• **Task instructions**
A) Rewrite the foot injury post from "Thankfully, I do" to "been faced with.", switching "cues" to "signals".
B) In the foot injury post, list the things the doctor told the narrator to do when he called with the MRI results.
C) Carry on the foot injury post from its last sentence.

• **Page text**
○ ○ ○

A week goes by and then two. I made attempts to walk on it but it still hurt. I would go to work in crutches during the day and soak my feet in salt water at night. I saw my primary doctor who ordered an MRI and sent me to a podiatrist. Since MRI's take 25 years to get done (my sad attempt at exaggeration)- the podiatrist recommended that I start walking on it with a brace. So being the obedient patient, I did try and failed miserably.

The following week he calls me to say the MRI results came back and I had indeed broken that little bone on the bottom of my foot- the cuboid bone. He ordered me to immediately get off my foot, come in on Monday get my foot casted (can that be a verb?), and stay home for 6 weeks. I burst into instant tears over the phone. He took some breaths and let me babble and then reminded me to come in on Monday.

Did this man not know all the commitments on my calendar? Stay home for 6 weeks? I could not process his words. And I couldn't understand why I was crying to be honest. Everyone was giving their recommendations based on the X-ray which showed it was not broken. The MRI did take a while to get approved and be scheduled. I did everything I was supposed to do-but it was not enough.

Thankfully, I do practice meditation. So while it took me a bit to calm my mind after the news, I came to a few realizations. My tears came because I had been forcing my foot to do something it was protesting. I was going based on X-rays and their medical opinions and not taking into consideration how I actually felt- which was ongoing pain whenever I tried to walk.

I was not really listening to my body. And when I realized that- I felt sadness because I believed that I had let myself down. I was focused on the goal- get back to normal- work, work, work- that I totally missed all the cues that something was severely wrong. I felt like a broken person, instead of a person with a broken bone.

How do I balance being a go getter and my natural desire to live life to the fullest but also stop and slow down when I get the cues from my body ? That is the question that I had been faced with.

It's been a week since I got casted (yes I proclaim it to be a verb now :-). I am no longer fighting the need to rest and slow down- I don't have a choice since I can't walk. I was also forced to face some stories I have carried since childhood. I judged inactivity as laziness and equated my worth and value with what I did and produced in the world. I also saw that while I love self- care- it was a good thing to practice only when it had been convenient to do so. All pointing to my need to control outcomes in some way and push myself to produce all the while ignoring pain signals.

○ ○ ○

• **Extracted information**

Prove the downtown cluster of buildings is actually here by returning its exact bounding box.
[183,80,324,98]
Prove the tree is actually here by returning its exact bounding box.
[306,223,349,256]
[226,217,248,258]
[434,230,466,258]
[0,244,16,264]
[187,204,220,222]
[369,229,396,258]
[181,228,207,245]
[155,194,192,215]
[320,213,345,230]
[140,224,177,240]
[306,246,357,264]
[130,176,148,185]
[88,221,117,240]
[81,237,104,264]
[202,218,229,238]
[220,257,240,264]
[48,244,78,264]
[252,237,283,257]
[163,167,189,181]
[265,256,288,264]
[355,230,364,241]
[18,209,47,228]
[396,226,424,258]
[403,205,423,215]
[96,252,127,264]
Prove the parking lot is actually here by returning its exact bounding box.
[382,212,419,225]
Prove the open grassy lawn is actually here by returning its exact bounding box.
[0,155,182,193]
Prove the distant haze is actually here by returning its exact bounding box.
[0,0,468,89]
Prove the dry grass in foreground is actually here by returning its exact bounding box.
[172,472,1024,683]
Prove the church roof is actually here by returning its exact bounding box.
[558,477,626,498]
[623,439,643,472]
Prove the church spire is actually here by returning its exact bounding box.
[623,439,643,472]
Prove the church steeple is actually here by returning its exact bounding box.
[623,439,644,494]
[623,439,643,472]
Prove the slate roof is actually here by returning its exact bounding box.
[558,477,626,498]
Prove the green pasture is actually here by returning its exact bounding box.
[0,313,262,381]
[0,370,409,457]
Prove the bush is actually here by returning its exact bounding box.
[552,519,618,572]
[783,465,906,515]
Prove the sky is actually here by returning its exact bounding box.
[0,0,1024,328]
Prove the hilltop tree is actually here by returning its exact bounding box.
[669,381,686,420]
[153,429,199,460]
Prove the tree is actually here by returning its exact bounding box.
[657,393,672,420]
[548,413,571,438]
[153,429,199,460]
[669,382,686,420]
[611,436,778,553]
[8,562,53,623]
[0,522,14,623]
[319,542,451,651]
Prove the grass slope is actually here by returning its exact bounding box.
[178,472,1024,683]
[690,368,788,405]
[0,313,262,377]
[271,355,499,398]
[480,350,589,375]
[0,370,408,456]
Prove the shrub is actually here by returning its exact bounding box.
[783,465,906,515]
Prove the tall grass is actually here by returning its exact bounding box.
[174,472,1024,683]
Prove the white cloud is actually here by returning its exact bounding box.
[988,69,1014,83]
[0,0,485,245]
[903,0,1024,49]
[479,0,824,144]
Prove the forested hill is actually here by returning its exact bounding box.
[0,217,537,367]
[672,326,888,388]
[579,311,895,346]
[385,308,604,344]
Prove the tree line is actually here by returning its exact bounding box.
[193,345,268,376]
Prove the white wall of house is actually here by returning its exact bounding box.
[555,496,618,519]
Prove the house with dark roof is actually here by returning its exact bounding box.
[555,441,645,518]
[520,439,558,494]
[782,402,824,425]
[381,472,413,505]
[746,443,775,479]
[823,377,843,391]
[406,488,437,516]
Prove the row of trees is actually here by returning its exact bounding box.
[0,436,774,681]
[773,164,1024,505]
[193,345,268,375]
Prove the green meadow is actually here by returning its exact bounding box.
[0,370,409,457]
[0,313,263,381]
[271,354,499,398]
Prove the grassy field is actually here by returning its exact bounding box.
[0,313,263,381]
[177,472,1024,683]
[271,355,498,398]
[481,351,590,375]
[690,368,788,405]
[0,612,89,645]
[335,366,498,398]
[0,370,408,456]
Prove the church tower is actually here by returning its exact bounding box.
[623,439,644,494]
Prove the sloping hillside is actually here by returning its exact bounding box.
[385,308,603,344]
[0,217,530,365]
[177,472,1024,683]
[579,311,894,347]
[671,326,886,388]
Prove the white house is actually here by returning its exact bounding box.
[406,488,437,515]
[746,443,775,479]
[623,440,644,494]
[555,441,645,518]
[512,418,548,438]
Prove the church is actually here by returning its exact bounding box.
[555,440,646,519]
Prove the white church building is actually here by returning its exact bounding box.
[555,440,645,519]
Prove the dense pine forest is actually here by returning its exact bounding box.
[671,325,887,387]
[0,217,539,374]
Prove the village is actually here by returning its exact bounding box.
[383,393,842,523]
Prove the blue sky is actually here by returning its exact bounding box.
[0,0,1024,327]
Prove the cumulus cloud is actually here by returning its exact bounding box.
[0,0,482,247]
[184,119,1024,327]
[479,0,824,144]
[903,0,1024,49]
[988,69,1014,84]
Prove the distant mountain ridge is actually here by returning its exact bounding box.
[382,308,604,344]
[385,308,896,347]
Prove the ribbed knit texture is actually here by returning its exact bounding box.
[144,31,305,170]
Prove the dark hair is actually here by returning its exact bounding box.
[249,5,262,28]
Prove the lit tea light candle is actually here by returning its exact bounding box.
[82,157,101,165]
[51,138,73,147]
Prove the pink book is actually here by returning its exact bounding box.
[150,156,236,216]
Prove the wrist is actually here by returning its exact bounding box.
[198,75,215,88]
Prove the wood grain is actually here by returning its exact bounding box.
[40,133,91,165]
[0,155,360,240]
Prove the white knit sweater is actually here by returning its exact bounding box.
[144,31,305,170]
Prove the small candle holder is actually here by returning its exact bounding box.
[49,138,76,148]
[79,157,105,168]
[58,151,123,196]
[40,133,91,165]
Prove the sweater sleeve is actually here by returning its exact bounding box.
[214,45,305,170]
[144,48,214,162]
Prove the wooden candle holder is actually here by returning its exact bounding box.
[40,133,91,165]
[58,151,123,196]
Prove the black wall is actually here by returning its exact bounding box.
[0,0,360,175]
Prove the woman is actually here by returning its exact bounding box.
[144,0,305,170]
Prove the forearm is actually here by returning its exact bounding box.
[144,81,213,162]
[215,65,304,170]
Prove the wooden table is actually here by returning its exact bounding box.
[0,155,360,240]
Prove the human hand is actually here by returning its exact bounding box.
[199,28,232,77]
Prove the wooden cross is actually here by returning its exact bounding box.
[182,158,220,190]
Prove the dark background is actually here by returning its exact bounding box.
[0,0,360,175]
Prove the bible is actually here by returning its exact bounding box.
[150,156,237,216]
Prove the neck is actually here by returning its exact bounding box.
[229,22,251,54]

○ ○ ○

• **Responses by task**
A)
Thankfully, I do practice meditation. So while it took me a bit to calm my mind after the news, I came to a few realizations. My tears came because I had been forcing my foot to do something it was protesting. I was going based on X-rays and their medical opinions and not taking into consideration how I actually felt- which was ongoing pain whenever I tried to walk.

I was not really listening to my body. And when I realized that- I felt sadness because I believed that I had let myself down. I was focused on the goal- get back to normal- work, work, work- that I totally missed all the signals that something was severely wrong. I felt like a broken person, instead of a person with a broken bone.

How do I balance being a go getter and my natural desire to live life to the fullest but also stop and slow down when I get the signals from my body ? That is the question that I had been faced with.

B)
- Get off the foot immediately
- Come in on Monday
- Get the foot casted
- Stay home for 6 weeks

C)
But guess what--rarely do I get to be the general manager of the universe- well let's be serious - how about never. I don't have as much control as I like to think. But I do have control as to whether I am going to allow myself to feel whatever I feel when I feel it. I can control how kind I am to myself when things don't go my way, and I do control how often I hold myself in a space of love and acceptance no matter what is going on out there.

I might have a broken foot, but I am feeling way more "whole" now than I did just a month ago when all of my bones were fully connected. Maybe sometimes we need to be taken out of the game for a little while to evaluate what is our purpose and intention before we get back on the court.

And maybe we need reminders that while bones or even our hearts may break through the business of living, the peace that lives in our souls can remain unbroken...

In the meantime, I will focus on healing myself in the only way there really is to heal, which is to let my body do what it needs to do and not judge it. And along the way maybe I can make the best use of my sedentary time and just "Be" without always having to "Do". It's not like I have much of a choice anyway...And at this juncture in life...I am becoming more "Ok" not having the imagined control I used to think I had.